Convert every line of the listing below into a JSON list of strings, one string per line, leaving out any blank lines.

Records:
--------------------------------------------------
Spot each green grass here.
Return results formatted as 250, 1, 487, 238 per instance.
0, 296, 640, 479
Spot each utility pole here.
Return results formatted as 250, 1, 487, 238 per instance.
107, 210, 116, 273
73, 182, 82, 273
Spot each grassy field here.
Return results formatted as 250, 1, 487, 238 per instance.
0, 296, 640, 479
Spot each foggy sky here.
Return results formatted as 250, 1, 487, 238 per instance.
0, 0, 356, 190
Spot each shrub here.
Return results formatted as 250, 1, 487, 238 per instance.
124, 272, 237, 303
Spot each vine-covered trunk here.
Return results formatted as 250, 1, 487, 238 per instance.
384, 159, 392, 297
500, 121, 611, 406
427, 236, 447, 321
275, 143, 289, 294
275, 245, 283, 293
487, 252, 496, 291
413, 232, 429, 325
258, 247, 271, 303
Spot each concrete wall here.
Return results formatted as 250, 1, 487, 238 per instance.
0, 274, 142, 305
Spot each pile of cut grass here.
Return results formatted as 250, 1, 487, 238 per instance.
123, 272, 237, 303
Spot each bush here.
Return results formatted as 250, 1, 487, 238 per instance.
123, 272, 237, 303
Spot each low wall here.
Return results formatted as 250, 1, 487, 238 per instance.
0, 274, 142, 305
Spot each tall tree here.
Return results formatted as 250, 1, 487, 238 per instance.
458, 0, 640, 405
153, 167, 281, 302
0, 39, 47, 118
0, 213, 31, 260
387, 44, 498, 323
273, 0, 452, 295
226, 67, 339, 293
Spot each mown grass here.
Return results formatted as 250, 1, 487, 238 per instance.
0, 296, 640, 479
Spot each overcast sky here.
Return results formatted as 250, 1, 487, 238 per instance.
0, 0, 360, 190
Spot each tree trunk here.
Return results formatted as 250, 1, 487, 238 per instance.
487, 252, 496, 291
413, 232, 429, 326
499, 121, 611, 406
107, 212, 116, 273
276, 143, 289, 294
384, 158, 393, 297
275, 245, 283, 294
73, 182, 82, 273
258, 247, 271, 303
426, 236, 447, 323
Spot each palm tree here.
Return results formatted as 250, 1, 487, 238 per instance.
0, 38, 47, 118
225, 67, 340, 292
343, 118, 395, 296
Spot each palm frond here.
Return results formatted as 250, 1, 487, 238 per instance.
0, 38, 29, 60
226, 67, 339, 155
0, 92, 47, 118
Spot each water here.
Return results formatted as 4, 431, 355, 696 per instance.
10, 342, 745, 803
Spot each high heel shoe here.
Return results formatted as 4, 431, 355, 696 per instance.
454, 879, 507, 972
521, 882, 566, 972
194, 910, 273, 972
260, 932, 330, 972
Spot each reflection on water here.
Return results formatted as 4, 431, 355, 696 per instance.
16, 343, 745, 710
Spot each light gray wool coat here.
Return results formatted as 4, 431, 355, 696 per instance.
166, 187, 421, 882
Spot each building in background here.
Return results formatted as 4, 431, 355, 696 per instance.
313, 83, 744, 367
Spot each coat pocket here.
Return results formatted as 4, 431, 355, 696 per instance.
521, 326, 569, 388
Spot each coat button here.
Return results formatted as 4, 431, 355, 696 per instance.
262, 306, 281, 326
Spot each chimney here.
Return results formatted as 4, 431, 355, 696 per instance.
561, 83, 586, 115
--------------------------------------------------
Problem solution:
[
  "Spot each green grass here.",
  "Return results formatted as 250, 1, 487, 238 per instance.",
  "0, 296, 640, 479",
  "Spot each utility pole here.",
  "Return results formatted as 250, 1, 487, 238 per instance.",
  "107, 210, 116, 273",
  "73, 182, 82, 273",
  "Spot each grassy field here.",
  "Return results formatted as 250, 1, 487, 238 per instance.",
  "0, 296, 640, 479",
  "Spot each foggy sky here.",
  "Return results formatted as 250, 1, 487, 238 per instance.",
  "0, 0, 356, 190",
  "Spot each shrub here.",
  "Return results formatted as 250, 1, 487, 238 per instance.",
  "124, 272, 237, 303",
  "Spot each vine-covered trunk here.",
  "Return results formatted as 250, 1, 487, 238 per instance.",
  "384, 159, 392, 297",
  "500, 121, 611, 406",
  "427, 236, 447, 321",
  "275, 143, 289, 294",
  "275, 245, 283, 293",
  "487, 252, 496, 291",
  "413, 232, 429, 325",
  "258, 247, 271, 303",
  "Spot each concrete wall here.",
  "Return results formatted as 250, 1, 487, 238 per instance.",
  "0, 274, 142, 305",
  "Spot each pile of cut grass here.",
  "Return results formatted as 250, 1, 487, 238 per instance.",
  "123, 272, 237, 303",
  "Spot each bush here.",
  "Return results formatted as 250, 1, 487, 238 per instance.",
  "123, 272, 237, 303",
  "Spot each low wall here.",
  "Return results formatted as 250, 1, 487, 238 per instance.",
  "0, 274, 142, 305",
  "Spot each tall tree here.",
  "Return results formatted as 250, 1, 487, 238 per instance.",
  "458, 0, 640, 405",
  "153, 167, 281, 302",
  "0, 39, 47, 118",
  "0, 213, 31, 260",
  "387, 44, 498, 323",
  "273, 0, 452, 295",
  "226, 67, 339, 293",
  "Spot each mown grass here.",
  "Return results formatted as 250, 1, 487, 238 per instance.",
  "0, 296, 640, 479",
  "Spot each overcast sky here.",
  "Return results formatted as 250, 1, 487, 238 per instance.",
  "0, 0, 360, 190",
  "Spot each tree trunk here.",
  "Return results formatted as 250, 1, 487, 238 per instance.",
  "487, 252, 496, 291",
  "413, 232, 429, 326",
  "499, 121, 611, 406",
  "107, 212, 116, 273",
  "276, 143, 289, 294",
  "384, 158, 393, 297",
  "275, 245, 283, 294",
  "73, 182, 82, 273",
  "258, 247, 271, 303",
  "426, 236, 447, 323",
  "Spot each palm tree here.",
  "Return results formatted as 250, 1, 487, 238 per instance.",
  "0, 38, 47, 118",
  "225, 67, 340, 292",
  "343, 118, 395, 296",
  "Spot each palm frond here.",
  "Return results formatted as 250, 1, 487, 238 per instance.",
  "0, 38, 29, 60",
  "226, 67, 339, 155",
  "0, 92, 47, 118",
  "Spot each water here.",
  "Return results formatted as 4, 431, 355, 696 per instance.",
  "10, 342, 745, 803",
  "Spot each high heel shoe here.",
  "Return results formatted as 4, 431, 355, 696 per instance.",
  "454, 879, 507, 972",
  "521, 882, 566, 972",
  "194, 910, 273, 972",
  "260, 932, 330, 972",
  "Spot each reflection on water here.",
  "Return results formatted as 4, 431, 355, 696 per instance.",
  "16, 343, 745, 710",
  "Spot each light gray wool coat here.",
  "Return results formatted as 4, 431, 355, 696 per instance.",
  "166, 187, 421, 882",
  "Spot each building in background here.",
  "Return results formatted as 4, 431, 355, 696 per instance.",
  "313, 83, 744, 367",
  "Spot each coat pocket here.",
  "Return results formatted as 4, 431, 355, 696 per instance.",
  "521, 326, 569, 388",
  "Spot each coat button here.",
  "Return results formatted as 4, 431, 355, 696 per instance.",
  "262, 306, 281, 326",
  "Spot each chimney here.",
  "Return results formatted as 4, 431, 355, 696 per instance.",
  "561, 83, 586, 115"
]